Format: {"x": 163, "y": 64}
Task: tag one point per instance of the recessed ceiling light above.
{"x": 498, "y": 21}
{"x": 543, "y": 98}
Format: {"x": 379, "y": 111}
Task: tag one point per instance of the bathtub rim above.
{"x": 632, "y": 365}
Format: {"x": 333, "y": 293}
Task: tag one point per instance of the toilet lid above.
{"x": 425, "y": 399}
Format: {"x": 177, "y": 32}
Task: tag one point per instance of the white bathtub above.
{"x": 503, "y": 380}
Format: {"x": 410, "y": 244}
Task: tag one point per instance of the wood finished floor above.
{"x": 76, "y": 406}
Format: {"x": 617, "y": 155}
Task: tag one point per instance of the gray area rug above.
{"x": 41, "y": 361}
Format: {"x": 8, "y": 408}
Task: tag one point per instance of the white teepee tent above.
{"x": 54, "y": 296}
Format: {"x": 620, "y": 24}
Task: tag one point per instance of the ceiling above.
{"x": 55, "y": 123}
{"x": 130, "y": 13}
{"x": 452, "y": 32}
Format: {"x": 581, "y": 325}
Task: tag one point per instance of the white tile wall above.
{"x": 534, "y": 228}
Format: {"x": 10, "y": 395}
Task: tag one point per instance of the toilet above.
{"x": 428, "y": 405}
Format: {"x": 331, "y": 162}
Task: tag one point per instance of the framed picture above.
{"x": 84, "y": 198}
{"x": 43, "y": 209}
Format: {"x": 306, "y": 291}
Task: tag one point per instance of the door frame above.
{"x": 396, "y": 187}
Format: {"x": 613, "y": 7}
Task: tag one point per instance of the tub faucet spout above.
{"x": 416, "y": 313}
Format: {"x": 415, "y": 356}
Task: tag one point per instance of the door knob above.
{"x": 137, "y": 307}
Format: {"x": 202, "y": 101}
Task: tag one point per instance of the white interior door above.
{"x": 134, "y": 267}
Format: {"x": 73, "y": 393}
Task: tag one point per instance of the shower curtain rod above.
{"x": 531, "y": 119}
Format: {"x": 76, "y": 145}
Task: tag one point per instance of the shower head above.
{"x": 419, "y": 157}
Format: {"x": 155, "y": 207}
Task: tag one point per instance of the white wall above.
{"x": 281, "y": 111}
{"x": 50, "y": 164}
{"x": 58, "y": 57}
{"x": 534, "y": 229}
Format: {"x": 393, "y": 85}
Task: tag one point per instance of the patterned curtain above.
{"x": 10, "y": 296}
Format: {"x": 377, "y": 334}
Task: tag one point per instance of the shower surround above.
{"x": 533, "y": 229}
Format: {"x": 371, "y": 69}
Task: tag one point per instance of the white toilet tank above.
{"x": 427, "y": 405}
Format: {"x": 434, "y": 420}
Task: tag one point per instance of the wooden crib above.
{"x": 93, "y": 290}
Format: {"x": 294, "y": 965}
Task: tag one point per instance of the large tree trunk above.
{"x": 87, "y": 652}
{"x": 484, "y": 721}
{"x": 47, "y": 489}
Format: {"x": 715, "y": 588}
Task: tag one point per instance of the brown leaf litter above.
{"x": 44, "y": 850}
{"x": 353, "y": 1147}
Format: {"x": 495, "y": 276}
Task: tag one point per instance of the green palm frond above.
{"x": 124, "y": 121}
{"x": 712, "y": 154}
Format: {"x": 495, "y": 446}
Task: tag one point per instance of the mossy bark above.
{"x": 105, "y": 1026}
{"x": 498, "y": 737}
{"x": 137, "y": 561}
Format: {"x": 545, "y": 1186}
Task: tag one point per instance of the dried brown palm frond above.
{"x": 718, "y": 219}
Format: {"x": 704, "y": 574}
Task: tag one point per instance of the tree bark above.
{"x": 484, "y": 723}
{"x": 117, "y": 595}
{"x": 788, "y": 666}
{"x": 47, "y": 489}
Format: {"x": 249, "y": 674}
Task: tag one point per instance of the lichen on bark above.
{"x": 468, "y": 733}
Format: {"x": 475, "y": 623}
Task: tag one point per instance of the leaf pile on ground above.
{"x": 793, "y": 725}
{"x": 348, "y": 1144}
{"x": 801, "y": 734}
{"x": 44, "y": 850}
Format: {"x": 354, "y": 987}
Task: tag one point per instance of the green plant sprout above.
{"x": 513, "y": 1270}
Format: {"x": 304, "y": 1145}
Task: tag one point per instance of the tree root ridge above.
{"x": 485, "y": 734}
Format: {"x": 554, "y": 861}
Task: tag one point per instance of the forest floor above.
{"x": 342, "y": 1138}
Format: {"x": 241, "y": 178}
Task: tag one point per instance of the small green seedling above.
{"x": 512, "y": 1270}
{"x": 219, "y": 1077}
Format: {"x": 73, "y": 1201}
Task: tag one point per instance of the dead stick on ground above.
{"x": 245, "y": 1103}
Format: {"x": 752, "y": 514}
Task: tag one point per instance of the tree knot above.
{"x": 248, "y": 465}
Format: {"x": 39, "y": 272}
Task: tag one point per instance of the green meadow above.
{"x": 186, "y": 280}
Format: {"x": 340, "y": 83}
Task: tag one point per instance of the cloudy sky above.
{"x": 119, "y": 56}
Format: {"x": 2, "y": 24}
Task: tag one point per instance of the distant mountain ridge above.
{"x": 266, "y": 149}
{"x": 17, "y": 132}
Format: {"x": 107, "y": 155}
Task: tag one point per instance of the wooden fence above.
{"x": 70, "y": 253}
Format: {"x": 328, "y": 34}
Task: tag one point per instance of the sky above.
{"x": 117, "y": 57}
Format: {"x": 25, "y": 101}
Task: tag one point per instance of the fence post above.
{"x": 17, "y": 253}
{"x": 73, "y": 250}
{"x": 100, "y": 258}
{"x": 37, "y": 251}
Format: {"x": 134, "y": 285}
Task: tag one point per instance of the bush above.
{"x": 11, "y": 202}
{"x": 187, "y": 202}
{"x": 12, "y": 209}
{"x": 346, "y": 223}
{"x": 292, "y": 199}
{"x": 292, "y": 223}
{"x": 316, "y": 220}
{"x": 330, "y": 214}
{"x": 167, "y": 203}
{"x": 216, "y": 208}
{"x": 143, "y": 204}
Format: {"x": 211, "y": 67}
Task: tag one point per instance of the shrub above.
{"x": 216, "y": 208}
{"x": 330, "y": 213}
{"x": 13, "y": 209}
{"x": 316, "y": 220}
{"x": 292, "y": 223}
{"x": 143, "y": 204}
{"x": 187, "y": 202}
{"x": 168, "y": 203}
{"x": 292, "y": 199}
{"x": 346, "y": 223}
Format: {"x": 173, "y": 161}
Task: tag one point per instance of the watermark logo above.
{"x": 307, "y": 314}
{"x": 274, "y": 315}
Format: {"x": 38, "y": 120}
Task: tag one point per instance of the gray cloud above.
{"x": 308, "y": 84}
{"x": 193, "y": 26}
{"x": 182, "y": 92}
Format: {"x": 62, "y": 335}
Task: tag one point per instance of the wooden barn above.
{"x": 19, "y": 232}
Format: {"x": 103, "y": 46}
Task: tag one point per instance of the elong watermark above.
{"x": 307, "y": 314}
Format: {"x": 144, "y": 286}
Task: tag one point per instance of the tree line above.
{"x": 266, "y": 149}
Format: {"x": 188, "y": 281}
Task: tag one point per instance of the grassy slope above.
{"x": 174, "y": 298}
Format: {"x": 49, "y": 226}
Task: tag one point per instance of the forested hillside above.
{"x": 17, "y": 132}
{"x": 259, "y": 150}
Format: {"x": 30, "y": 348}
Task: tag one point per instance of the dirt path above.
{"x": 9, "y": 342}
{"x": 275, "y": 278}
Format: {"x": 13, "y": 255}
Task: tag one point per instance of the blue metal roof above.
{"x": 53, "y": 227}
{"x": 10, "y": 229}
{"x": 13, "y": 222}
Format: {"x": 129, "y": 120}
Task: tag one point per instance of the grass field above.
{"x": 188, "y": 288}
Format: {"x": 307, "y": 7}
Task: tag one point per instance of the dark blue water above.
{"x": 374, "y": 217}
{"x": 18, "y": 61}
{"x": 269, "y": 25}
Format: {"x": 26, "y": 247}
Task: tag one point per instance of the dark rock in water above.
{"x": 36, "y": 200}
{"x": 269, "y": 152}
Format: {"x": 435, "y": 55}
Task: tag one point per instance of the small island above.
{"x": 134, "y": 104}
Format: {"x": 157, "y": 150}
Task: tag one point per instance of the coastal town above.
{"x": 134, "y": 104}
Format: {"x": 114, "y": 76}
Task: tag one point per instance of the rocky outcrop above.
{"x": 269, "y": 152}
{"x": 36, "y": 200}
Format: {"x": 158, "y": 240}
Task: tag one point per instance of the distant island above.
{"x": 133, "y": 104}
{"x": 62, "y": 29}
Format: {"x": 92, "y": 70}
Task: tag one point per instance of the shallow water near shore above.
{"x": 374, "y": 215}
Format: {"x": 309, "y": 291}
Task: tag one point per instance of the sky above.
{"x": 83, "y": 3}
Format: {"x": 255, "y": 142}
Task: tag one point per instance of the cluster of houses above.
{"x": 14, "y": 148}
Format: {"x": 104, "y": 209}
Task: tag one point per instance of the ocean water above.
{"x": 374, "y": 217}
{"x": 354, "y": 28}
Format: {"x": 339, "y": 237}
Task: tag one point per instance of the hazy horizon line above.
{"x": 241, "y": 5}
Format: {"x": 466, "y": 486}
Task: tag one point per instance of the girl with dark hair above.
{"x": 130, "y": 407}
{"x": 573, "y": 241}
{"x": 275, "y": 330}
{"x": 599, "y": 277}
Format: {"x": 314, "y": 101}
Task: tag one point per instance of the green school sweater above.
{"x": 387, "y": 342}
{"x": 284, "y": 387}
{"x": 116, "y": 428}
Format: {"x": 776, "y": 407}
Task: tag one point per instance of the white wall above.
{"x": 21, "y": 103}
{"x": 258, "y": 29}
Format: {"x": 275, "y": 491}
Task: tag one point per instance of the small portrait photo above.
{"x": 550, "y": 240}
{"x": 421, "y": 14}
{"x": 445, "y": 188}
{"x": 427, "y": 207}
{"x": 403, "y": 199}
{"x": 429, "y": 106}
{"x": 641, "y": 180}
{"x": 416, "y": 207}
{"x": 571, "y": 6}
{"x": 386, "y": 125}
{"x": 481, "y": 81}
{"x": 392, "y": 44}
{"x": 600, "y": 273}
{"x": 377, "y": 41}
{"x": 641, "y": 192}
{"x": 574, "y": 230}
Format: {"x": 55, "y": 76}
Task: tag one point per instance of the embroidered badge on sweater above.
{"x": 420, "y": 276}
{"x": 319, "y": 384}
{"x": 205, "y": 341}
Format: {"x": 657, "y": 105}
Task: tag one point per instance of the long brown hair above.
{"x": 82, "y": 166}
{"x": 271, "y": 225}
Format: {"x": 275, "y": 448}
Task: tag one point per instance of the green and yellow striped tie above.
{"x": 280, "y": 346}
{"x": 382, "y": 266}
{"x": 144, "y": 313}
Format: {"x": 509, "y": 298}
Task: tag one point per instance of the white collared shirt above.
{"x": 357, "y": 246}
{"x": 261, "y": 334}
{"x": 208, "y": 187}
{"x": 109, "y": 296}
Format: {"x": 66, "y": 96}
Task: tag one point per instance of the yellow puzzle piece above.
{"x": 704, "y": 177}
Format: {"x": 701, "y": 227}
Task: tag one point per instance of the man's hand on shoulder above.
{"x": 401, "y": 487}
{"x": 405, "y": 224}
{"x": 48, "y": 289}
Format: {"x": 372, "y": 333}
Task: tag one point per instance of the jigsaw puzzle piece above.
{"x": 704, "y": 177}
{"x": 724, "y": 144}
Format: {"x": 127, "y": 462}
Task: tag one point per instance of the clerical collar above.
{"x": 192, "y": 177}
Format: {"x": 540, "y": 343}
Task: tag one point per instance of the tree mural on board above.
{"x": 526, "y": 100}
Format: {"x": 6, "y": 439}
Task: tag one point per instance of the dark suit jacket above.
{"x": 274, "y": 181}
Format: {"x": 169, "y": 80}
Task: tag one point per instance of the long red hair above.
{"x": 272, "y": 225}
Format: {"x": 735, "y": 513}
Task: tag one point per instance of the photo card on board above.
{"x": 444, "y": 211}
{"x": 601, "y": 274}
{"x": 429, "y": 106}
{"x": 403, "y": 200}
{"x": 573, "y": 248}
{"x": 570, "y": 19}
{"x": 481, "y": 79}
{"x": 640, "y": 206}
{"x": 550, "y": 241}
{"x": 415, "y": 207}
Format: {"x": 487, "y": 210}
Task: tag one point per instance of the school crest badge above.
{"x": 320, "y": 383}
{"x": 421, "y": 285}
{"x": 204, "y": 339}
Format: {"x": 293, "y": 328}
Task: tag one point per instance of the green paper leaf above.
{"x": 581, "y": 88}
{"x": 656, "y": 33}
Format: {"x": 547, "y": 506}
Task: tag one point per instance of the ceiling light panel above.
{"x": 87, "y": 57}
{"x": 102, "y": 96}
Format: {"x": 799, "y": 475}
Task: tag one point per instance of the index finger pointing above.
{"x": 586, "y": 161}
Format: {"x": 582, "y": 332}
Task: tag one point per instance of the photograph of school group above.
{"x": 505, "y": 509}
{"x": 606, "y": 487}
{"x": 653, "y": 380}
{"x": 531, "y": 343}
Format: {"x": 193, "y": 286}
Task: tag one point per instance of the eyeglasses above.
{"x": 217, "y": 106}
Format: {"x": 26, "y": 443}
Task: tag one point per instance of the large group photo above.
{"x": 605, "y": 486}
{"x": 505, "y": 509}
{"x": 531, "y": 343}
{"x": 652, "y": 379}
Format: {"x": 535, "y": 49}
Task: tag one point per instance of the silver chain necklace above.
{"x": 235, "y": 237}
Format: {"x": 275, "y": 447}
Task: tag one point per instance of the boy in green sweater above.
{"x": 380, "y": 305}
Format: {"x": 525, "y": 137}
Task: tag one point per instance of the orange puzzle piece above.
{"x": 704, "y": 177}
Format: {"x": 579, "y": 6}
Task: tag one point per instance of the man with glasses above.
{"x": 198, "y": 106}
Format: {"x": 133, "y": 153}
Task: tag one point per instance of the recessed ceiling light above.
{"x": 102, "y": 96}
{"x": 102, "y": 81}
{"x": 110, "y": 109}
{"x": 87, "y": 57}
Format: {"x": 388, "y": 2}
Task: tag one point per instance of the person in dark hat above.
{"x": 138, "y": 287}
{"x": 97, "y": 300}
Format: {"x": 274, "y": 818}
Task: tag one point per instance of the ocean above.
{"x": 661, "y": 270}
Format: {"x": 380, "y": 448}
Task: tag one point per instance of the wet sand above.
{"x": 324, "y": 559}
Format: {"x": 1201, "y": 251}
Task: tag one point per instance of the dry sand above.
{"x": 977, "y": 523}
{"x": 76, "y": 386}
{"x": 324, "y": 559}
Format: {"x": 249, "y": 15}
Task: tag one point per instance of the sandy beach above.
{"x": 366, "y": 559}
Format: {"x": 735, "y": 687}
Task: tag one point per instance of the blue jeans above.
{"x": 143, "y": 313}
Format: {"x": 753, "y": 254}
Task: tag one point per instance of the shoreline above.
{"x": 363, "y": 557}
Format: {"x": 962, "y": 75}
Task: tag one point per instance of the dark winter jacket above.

* [Your goal]: Your reply should consist only of the lines running from the line with "Task: tag one point per instance of the wet" to the end of the listing, retyped exactly.

* [Solution to this problem]:
Task: tag one point per instance of the wet sand above.
{"x": 324, "y": 559}
Format: {"x": 1201, "y": 251}
Task: tag one point per instance of the dry sand above.
{"x": 977, "y": 523}
{"x": 76, "y": 386}
{"x": 324, "y": 559}
Format: {"x": 249, "y": 15}
Task: tag one point per instance of the sandy beach above.
{"x": 366, "y": 559}
Format: {"x": 735, "y": 687}
Task: tag one point per instance of the blue jeans above.
{"x": 143, "y": 313}
Format: {"x": 753, "y": 254}
Task: tag one point per instance of the shoreline above.
{"x": 363, "y": 557}
Format: {"x": 962, "y": 75}
Task: tag one point per instance of the dark winter jacket above.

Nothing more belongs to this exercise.